↓
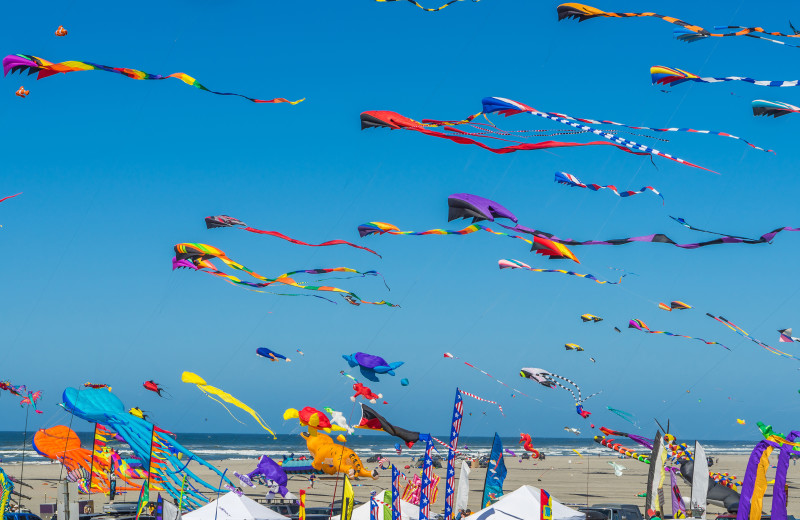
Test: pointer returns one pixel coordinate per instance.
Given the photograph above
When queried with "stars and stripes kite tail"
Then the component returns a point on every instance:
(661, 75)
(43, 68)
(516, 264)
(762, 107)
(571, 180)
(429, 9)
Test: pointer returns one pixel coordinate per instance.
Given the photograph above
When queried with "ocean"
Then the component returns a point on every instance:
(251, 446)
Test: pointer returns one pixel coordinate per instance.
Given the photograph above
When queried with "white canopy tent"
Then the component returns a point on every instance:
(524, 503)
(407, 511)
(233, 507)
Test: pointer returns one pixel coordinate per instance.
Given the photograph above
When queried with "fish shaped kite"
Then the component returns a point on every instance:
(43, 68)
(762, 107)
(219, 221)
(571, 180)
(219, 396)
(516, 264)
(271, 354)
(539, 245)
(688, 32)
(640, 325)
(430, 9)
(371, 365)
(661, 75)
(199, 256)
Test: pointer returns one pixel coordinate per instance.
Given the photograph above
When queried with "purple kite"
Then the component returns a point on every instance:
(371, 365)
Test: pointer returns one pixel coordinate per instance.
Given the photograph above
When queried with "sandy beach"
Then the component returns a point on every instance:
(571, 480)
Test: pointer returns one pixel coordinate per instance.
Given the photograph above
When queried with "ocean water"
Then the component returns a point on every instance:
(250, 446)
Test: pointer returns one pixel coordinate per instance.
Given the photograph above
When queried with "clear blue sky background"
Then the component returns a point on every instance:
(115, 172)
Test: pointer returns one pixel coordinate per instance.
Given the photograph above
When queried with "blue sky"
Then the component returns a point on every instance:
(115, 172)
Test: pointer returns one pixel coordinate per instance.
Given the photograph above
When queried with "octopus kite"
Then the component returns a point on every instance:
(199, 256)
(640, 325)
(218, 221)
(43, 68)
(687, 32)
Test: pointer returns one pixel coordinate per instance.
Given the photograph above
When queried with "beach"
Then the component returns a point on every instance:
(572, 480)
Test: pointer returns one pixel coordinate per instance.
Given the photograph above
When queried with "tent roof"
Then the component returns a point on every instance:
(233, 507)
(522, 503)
↑
↓
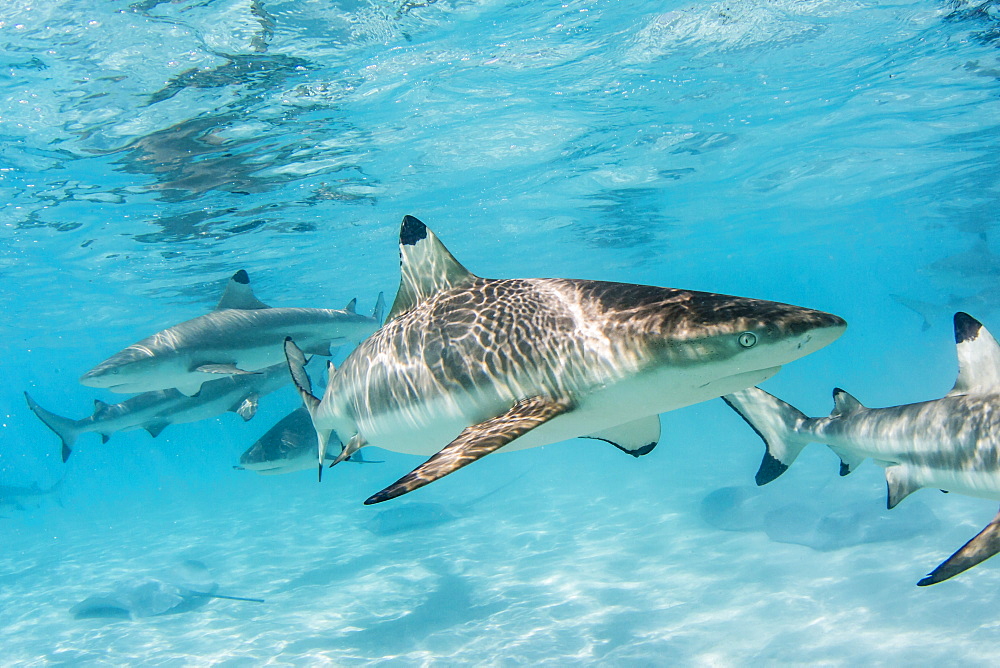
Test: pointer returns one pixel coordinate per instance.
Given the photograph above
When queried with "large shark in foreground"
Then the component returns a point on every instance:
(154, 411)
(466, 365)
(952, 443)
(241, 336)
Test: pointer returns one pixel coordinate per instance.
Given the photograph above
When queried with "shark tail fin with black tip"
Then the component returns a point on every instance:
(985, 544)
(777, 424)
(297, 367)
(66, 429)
↑
↓
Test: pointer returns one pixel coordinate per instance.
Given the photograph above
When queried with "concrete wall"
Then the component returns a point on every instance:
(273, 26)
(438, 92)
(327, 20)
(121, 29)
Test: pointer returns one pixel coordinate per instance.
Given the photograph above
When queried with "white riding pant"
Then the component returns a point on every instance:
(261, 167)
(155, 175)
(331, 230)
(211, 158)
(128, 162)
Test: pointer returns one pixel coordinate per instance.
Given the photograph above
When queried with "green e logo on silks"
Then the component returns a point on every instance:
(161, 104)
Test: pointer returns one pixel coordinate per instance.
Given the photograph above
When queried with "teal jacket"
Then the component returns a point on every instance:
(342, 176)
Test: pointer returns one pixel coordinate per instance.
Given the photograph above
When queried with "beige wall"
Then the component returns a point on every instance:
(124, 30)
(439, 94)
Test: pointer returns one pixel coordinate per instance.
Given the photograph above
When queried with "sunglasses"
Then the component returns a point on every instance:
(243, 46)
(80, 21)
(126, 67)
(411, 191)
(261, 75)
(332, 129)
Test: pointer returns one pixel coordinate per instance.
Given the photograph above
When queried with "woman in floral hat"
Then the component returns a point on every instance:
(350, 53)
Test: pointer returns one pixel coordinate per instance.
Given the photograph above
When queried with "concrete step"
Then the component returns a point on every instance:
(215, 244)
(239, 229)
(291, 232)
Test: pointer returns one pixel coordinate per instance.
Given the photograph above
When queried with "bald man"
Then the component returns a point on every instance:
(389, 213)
↑
- _ABOUT THIS EXERCISE_
From the listing above, copy all lines holding the word "shark".

- _RESPONSE BOX_
When queried with "large shark in foreground"
When queried with "shark tail fin with black tip"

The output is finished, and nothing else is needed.